▶ _What is needed_: Please list every line of the records below that contains the word "with".

▶ _Records_:
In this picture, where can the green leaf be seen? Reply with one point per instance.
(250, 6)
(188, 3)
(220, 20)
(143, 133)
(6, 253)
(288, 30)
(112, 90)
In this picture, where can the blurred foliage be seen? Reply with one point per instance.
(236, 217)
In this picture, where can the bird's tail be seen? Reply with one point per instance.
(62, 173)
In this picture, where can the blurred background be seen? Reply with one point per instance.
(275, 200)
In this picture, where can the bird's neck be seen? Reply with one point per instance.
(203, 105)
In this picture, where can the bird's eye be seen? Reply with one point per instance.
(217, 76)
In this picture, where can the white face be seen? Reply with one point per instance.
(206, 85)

==

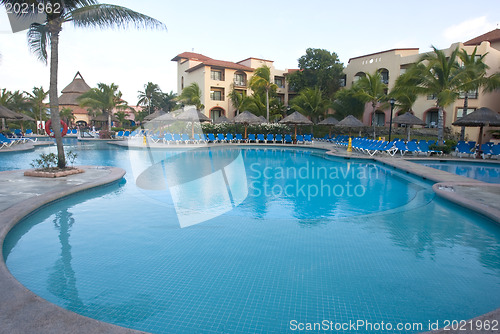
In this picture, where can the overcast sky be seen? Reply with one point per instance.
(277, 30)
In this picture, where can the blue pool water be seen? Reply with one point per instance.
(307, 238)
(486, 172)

▶ _Output_:
In this picture, where can the green leaf be seen? Reply with one point per instance.
In this picture, where can the blurred foliage be seen? Reply with one point per instance.
In this picture, where can the bird's tail be seen? Reply with one point per instance.
In this picture, where can the blurred background be seen? Reply with one point per instance.
In this picture, where can the bird's neck be seen? Reply with one point per instance.
In this picture, where can the bird's eye be seen? Reply with one point per instance.
In this picture, where can the white face be seen? Reply with one point per instance.
In this picture, where can the overcast sky be seen? Reply with one point per instance.
In this picture, where can the blue pool water be seen? Reply with one point per instance.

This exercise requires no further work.